- _Problem to work on_
In the passage about the GK farm's social enterprises, which toy is named as the bestseller of Plush and Play toys?

--- Extracted text ---

Addison gave us a cheese making demo and even let some of the bloggers do it. Gourmet Keso’s cheese and dairy products are made from fresh carabao's milk.
“We import 98% of our dairy including 4% from countries like Singapore that does not have cows. Here, our goals is to really end our stupidity.” -Tony Meloto

Fabien Courteille

Fabien Courteille from France is the social entrepreneur behind Plush and Play toys. He started out as an intern in the GK farm and eventually decided to start his own social enterprise with the moms in the community, making quality and safe for kids stuffed toys. Here, he is showing their main line of toys inspired from very Pinoy vegetables named after Filipino celebrities: Anne Kamatis, Mais Ganda, and Manny Pakwan, to name a few. Their bestseller is Buko Martin, the coconut stuffed toy.

Tita Fe of Plush and Play toys assisting me in sewing my stuffed heart toy for the toy making demo.

--- Raw records ---

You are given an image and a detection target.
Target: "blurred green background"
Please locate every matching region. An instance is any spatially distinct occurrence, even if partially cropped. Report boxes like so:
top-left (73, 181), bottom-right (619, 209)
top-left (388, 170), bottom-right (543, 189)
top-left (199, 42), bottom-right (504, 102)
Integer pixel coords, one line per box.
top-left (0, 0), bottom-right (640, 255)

---

- _Reply to the task_
Buko Martin, the coconut stuffed toy.